La máquina de Borges fue la Kodama, una groupie sensible y culta, que engolosinó la soledad amorosa del maestro argentino y lo apartó un poco de los laberintos y de los espejos al modo en que Yoko Ono hechizó al iluminado Lennon y lo hizo transitar caminos nuevos, quién sabe si los adecuados. El dictado entusiasta y engolado de Borges (sólo hay que oír sus conferencias grabadas, sus entrevistas para televisión) probablemente confieran a su literatura una arquitectura sintáctica determinada (visible a partir de El libro de arena) que no aparecía en El Aleph o en El jardín de senderos que se bifurcan.) La ceguera marca una forma de narrar y la visión, el apercibimiento óptico de las grafías manumitidas al folio en blanco da otra. No hay un paso intermedio: no es posible aferrarnos a la hipótesis de un escritor que prescindiera de la fatiga que supone verter en un formato su obra. Al escribirla, al abandonarla en un contenedor, amarrada a una logística, existe una pérdida. Irresoluble la pérdida, debo decir. También la hay, de un modo absolutamente irreprochable, al ser entregada de forma oral. No sé si es cierto que todos escribimos mejor que hablamos. Yo, en particular, tengo una oratoria débil, por más que trato de que se afilie a la más fiable rendición de mi escritura. Caigo en la cuenta, conforme hablo, de que no he escogido el verbo preciso o que podría haber sido más sucinto (si conviene la economía) o más retórico (si conviene explayarse). Escribir da esos quebraderos de cabeza con casi idéntico oficio. 

He tenido (tengo) amigos de una soltura lingüística admirable a los que nunca vi escribir un texto con vocación literaria. Manejaban el vocabulario adecuado y adornaban lo dicho con cierto empaque estilístico. Ocupaban su ocio en asuntos que no tenían absolutamente nada que ver con el lenguaje, con la literatura por añadidura. A uno de ellos, al que tengo como el más cercano y querido, le da rubor escribir, le produce zozobra, le parece que no estaría  a la altura, le crea (cuando está obligado a hacerlo) una responsabilidad que no asume. Quizá, si se extiende el modelo que propugna involuntariamente mi amigo, tengamos un futuro de lectores portentosos, de oradores capaces y no habrá la legión de escritores que hoy tenemos. Porque somos legión y la oferta (ay) está sobrepasando la demanda.

* **Datos registrados**
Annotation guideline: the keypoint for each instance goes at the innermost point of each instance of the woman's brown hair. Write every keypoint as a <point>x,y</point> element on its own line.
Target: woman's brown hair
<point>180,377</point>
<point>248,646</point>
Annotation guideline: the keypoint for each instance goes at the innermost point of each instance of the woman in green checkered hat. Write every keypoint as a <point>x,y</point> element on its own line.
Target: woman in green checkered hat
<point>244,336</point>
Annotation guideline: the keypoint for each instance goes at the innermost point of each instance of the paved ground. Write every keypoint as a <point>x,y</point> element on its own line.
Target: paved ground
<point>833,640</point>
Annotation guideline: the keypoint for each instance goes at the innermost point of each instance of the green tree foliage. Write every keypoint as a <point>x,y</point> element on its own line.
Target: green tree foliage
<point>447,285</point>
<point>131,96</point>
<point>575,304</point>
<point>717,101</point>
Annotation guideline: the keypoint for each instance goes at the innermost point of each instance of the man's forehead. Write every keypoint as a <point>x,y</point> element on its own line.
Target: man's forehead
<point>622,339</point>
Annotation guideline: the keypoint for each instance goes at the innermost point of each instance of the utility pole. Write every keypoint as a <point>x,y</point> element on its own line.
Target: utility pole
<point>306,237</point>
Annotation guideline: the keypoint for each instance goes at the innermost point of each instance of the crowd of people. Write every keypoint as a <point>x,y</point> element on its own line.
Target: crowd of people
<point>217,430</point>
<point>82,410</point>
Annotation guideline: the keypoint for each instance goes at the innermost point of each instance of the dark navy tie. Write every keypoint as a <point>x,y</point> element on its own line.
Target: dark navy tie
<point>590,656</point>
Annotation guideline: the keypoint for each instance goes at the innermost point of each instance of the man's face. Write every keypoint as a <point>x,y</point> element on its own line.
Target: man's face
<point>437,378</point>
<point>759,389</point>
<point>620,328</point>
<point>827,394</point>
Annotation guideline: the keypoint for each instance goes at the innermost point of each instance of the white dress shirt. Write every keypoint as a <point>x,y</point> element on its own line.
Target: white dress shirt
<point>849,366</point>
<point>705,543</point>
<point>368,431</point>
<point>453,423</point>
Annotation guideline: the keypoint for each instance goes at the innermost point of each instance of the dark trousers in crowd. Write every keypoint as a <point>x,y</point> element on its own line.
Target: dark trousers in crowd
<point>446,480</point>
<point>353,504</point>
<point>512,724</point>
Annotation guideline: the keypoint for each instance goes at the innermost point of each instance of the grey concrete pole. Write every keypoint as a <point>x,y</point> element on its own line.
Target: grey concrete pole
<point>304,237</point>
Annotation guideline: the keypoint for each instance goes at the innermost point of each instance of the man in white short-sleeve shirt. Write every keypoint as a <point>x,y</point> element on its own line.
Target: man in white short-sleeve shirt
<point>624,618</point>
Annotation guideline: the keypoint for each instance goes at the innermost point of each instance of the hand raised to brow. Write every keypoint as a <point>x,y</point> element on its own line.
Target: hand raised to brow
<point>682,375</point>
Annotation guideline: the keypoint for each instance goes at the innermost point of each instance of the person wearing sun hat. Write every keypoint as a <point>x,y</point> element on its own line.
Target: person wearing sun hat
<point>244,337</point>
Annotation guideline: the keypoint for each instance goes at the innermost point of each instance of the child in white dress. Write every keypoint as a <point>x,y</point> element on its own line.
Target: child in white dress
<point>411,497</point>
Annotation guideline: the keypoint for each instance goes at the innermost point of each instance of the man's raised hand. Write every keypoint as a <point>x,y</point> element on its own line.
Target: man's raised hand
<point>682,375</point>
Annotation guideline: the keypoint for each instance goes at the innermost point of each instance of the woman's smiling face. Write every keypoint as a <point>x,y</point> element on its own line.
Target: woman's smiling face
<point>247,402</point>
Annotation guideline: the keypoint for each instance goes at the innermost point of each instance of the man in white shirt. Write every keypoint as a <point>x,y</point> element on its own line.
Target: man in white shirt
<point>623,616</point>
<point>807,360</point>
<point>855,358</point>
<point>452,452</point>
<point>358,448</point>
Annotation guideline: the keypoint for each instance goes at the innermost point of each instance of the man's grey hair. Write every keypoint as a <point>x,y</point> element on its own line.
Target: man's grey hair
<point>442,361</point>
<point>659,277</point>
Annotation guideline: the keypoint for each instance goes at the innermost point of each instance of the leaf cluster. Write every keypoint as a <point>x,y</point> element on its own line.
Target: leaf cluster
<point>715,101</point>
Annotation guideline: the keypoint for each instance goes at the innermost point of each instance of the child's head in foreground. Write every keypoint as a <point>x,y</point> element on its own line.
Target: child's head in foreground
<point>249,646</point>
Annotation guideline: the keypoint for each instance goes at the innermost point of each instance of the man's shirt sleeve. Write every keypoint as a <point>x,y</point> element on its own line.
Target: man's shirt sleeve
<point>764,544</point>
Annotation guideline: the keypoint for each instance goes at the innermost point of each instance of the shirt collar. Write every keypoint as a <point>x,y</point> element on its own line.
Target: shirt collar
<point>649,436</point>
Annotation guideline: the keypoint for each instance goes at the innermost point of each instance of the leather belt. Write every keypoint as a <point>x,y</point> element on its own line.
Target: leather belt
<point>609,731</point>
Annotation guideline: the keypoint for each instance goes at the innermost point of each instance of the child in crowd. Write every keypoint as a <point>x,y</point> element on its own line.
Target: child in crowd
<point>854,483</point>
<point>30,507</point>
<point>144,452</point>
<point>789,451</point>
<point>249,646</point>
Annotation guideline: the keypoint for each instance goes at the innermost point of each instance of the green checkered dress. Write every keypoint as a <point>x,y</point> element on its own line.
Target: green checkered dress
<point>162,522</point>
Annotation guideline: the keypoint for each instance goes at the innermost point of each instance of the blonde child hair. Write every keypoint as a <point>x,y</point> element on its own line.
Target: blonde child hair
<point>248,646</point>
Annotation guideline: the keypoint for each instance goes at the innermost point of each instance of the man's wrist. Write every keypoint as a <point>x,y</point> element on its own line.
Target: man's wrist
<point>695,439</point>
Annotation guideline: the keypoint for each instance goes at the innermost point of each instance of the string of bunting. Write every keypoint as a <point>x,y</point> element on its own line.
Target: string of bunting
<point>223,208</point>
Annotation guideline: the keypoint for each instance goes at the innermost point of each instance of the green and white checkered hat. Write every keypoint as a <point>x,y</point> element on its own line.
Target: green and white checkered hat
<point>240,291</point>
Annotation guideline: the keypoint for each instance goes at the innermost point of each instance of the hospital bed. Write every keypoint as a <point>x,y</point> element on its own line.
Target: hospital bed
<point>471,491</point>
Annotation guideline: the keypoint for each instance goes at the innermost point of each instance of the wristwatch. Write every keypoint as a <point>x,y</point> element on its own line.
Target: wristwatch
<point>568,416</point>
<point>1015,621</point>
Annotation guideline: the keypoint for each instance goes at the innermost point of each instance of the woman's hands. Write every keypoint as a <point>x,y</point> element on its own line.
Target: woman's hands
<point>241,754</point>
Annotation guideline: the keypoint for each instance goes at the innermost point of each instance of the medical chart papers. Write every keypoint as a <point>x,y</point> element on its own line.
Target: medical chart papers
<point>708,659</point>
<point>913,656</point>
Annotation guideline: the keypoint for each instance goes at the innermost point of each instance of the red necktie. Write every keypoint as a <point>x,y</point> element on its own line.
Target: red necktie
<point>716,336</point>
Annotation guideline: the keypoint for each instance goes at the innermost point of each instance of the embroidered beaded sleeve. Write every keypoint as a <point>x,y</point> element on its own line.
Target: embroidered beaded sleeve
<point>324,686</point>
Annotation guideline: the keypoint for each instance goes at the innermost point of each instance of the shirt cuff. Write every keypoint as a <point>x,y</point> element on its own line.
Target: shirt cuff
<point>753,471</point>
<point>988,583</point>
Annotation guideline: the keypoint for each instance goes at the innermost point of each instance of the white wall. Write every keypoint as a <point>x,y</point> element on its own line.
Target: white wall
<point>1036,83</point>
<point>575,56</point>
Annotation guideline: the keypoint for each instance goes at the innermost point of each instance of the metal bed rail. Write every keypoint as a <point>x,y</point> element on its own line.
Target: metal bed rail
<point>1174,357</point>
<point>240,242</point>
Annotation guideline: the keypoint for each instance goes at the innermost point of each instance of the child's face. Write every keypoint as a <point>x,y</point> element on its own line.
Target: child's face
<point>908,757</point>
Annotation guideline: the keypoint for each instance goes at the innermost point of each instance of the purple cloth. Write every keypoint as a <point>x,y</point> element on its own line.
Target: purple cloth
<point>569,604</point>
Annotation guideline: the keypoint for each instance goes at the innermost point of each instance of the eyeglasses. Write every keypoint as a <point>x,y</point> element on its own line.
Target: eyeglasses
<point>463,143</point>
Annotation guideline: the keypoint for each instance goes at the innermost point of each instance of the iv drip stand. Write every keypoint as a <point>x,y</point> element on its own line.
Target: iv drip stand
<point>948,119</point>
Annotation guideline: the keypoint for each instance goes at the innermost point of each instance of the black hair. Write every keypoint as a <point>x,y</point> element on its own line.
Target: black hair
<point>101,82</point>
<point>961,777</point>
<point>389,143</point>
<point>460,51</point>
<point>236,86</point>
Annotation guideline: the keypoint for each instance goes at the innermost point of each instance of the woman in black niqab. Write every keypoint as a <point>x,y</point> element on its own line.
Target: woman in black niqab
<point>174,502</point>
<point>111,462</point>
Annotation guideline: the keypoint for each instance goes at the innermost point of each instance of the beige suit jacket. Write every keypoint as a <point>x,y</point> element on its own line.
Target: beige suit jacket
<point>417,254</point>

* **Instrucciones de tarea**
[1] Según el fragmento, ¿quién fue la máquina de Borges?
[2] Copia del fragmento el pasaje que empieza con "He tenido (tengo)" y sigue hasta "sobrepasando la demanda.", sin cambiar nada.

* **Respuestas esperadas**
[1] La Kodama, una groupie sensible y culta.

[2]
He tenido (tengo) amigos de una soltura lingüística admirable a los que nunca vi escribir un texto con vocación literaria. Manejaban el vocabulario adecuado y adornaban lo dicho con cierto empaque estilístico. Ocupaban su ocio en asuntos que no tenían absolutamente nada que ver con el lenguaje, con la literatura por añadidura. A uno de ellos, al que tengo como el más cercano y querido, le da rubor escribir, le produce zozobra, le parece que no estaría  a la altura, le crea (cuando está obligado a hacerlo) una responsabilidad que no asume. Quizá, si se extiende el modelo que propugna involuntariamente mi amigo, tengamos un futuro de lectores portentosos, de oradores capaces y no habrá la legión de escritores que hoy tenemos. Porque somos legión y la oferta (ay) está sobrepasando la demanda.